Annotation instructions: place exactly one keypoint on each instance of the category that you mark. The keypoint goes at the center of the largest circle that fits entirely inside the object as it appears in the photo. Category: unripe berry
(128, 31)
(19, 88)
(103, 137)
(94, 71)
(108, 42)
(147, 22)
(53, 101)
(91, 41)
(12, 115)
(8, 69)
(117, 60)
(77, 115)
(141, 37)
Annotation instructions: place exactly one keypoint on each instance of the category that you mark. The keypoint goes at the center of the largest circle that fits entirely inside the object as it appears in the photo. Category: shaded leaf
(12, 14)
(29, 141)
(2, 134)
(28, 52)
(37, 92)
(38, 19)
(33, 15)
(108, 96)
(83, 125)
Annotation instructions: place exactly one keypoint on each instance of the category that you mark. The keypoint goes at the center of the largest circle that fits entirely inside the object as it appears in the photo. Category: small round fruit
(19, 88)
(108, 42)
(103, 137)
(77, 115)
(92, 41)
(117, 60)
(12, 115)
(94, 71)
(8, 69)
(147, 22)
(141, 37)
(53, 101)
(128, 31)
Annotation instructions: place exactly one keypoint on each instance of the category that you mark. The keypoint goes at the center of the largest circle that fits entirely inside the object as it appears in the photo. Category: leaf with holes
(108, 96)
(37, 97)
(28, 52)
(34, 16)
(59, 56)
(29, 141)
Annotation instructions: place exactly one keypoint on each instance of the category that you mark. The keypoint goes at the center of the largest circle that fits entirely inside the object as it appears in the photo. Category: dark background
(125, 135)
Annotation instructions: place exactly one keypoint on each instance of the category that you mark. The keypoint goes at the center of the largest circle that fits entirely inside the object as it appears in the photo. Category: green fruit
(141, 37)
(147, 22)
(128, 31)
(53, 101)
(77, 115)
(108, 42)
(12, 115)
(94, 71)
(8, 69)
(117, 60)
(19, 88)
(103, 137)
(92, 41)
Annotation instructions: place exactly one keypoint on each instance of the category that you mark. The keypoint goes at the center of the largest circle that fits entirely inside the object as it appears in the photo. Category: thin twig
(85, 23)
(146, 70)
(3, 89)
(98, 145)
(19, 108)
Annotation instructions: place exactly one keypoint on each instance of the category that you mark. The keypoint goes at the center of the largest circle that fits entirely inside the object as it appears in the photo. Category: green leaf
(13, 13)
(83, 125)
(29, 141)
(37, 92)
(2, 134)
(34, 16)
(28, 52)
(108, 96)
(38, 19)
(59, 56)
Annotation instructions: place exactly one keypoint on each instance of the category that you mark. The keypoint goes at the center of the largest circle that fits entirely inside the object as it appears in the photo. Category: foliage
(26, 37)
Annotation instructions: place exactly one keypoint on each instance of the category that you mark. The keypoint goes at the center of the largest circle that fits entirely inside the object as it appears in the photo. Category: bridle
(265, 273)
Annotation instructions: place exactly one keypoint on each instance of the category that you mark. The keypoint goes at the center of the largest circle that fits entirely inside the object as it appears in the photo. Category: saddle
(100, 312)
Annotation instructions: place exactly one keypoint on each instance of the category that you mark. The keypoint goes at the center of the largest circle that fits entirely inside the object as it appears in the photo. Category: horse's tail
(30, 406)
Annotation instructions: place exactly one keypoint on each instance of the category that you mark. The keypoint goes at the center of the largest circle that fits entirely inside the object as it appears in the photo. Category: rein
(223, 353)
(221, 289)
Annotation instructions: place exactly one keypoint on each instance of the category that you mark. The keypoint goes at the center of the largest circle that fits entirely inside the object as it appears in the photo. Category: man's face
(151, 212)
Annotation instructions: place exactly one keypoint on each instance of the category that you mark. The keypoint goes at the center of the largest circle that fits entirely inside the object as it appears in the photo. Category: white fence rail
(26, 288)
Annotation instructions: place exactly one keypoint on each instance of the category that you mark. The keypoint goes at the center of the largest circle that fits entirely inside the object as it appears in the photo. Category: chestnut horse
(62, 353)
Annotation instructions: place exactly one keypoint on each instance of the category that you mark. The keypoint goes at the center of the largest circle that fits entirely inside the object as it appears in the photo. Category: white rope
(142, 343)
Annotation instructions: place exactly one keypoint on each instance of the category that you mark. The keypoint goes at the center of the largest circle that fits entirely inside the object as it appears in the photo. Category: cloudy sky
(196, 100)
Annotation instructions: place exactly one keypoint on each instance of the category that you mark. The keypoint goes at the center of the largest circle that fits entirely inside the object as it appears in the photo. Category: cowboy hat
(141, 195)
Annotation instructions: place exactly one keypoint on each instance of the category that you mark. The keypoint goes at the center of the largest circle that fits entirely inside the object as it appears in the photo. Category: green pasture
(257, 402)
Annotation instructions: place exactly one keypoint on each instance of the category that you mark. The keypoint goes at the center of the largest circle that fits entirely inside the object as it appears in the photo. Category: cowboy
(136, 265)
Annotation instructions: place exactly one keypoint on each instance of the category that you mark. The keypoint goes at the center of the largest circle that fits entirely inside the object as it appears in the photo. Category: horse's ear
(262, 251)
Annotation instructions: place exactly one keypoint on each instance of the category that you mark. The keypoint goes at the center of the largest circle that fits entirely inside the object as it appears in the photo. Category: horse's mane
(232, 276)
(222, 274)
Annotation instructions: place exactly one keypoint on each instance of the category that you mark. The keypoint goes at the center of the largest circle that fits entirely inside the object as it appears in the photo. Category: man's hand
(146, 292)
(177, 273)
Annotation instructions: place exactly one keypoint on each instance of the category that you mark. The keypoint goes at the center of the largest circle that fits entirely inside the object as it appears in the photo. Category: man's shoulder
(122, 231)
-=-=-=-=-
# Task directions:
Please return every line of the items above verbatim, from the first to the last, with no changes.

# Solution:
Annotation instructions: place exactly one keypoint on each instance of the category that you mark. The keypoint goes at the center of the largest circle that fits entirely inside the object as it appears in the photo. Category: unripe berry
(128, 31)
(19, 88)
(103, 137)
(94, 71)
(108, 42)
(147, 22)
(53, 101)
(91, 41)
(12, 115)
(8, 69)
(117, 60)
(77, 115)
(141, 37)
Annotation instructions: place exactly one keypoint on each instance of the category that you mark. The keypoint goes at the center of the largest circle that fits entirely inside the object as it appears in the photo. Category: shaded leaf
(12, 14)
(29, 141)
(2, 134)
(28, 52)
(37, 92)
(38, 19)
(33, 15)
(108, 96)
(83, 125)
Annotation instructions: place exactly one keypoint on each instance of the category that you mark. The keypoint goes at the center of the largest circle that fits entirely inside the object as it appears in the photo. Category: small round fruit
(19, 88)
(108, 42)
(103, 137)
(77, 115)
(92, 41)
(117, 60)
(12, 115)
(94, 71)
(8, 69)
(147, 22)
(141, 37)
(53, 101)
(128, 31)
Annotation instructions: place exactly one keypoint on each instance of the category that you mark. The keypoint goes at the center of the largest circle that fits entirely inside the object as it appears in the photo. Category: leaf with holes
(108, 96)
(37, 97)
(28, 52)
(34, 16)
(59, 56)
(29, 141)
Annotation instructions: place exactly one keypoint on each instance of the category that you mark. The keypoint goes at the center of the largest circle that fits entirely inside the object as it appears in the photo. Category: dark background
(125, 135)
Annotation instructions: place exactly one keypoint on each instance of the category that you mark. The keypoint goes at the center of the largest circle that fits entirely inside the object as it appears in the photo. Category: green fruit
(141, 37)
(147, 22)
(128, 31)
(53, 101)
(77, 115)
(108, 42)
(12, 115)
(94, 71)
(8, 69)
(117, 60)
(19, 88)
(103, 137)
(92, 41)
Annotation instructions: place exactly one keypoint on each instance of the category that you mark. The keypoint goes at the center of the largest circle that fits entirely inside the object as it appears in the photo. Category: thin twig
(85, 23)
(146, 70)
(3, 89)
(98, 145)
(19, 108)
Annotation instructions: place exactly one keypoint on each instance of the category that you mark. The keypoint goes at the center of the largest circle that fits entirely inside the object as it appears in the photo. Category: green leaf
(13, 13)
(83, 125)
(29, 141)
(37, 92)
(2, 134)
(34, 16)
(28, 52)
(108, 96)
(38, 19)
(59, 56)
Annotation instructions: place exactly one keypoint on each instance of the category that you mark. The keypoint goes at the center of the largest circle that fits entirely inside the object as it appears in the photo. Category: foliage
(26, 37)
Annotation instructions: place exactly one keypoint on each instance of the category that you mark. The keypoint goes at the center of the largest circle that fits entirely inside the object as it appears in the photo. Category: bridle
(265, 273)
Annotation instructions: place exactly one keypoint on each instance of the category that you mark. The keypoint goes at the center of the largest circle that fits entirely inside the object as it appears in the photo. Category: saddle
(100, 312)
Annotation instructions: place exactly one keypoint on each instance of the category that you mark. The keypoint goes at the center of the largest circle that fits entirely inside the object as it appears in the photo. Category: horse's tail
(30, 406)
Annotation instructions: place exactly one keypoint on each instance of the category that you mark. The keypoint goes at the center of the largest circle that fits entirely inside the object as it appears in the photo. Category: rein
(223, 353)
(221, 289)
Annotation instructions: place exactly one keypoint on each instance of the category that you mark. The keypoint goes at the center of the largest circle that fits entirely inside the object as it appears in the photo. Category: man's face
(151, 212)
Annotation instructions: place exactly one keypoint on each instance of the category that you mark. The keypoint goes at the center of the largest circle that fits entirely inside the object as it appears in the photo. Category: white fence rail
(26, 288)
Annotation instructions: place exactly one keypoint on each instance of the category that you mark. The keypoint goes at the center of the largest circle that fits entirely inside the object as it appears in the photo. Category: chestnut horse
(62, 353)
Annotation instructions: place exactly one keypoint on each instance of the category that you mark. The keypoint goes at the center of the largest circle that fits entirely inside the object as it appears in the photo. Category: white rope
(142, 343)
Annotation instructions: place exactly one keypoint on each instance of the category that you mark. The keypoint goes at the center of the largest circle that fits entirely inside the object as it appears in the photo. Category: cloudy sky
(196, 100)
Annotation instructions: place exactly one keypoint on each instance of the category that you mark. The keypoint goes at the center of the largest circle that fits entirely inside the object as it appears in the photo. Category: cowboy hat
(141, 195)
Annotation instructions: place exactly one keypoint on each instance of the category that you mark. The keypoint goes at the center of the largest circle that fits entirely inside the object as it appears in the photo. Category: green pasture
(257, 402)
Annotation instructions: place exactly one keypoint on each instance of the category that you mark. The keypoint goes at the center of the largest circle that fits entirely inside the object as it appears in the photo. Category: cowboy
(136, 265)
Annotation instructions: place exactly one keypoint on each instance of the category that you mark. The keypoint goes at the center of the largest circle that fits entirely inside the object as it appears in the photo. Category: horse's ear
(262, 251)
Annotation instructions: place exactly one keypoint on each instance of the category that you mark. The keypoint goes at the center of the largest circle that fits entirely inside the object as it appears in the photo. Category: horse's mane
(232, 276)
(222, 274)
Annotation instructions: place exactly one keypoint on each instance of the category that you mark. The keypoint goes at the center of the largest circle that fits entirely inside the object as it appears in the photo. Category: man's hand
(146, 292)
(177, 273)
Annotation instructions: place exactly one keypoint on each instance of the category that you mark. The keypoint goes at the center of the largest circle that fits entirely inside the object as it appears in the photo. Category: man's shoulder
(122, 231)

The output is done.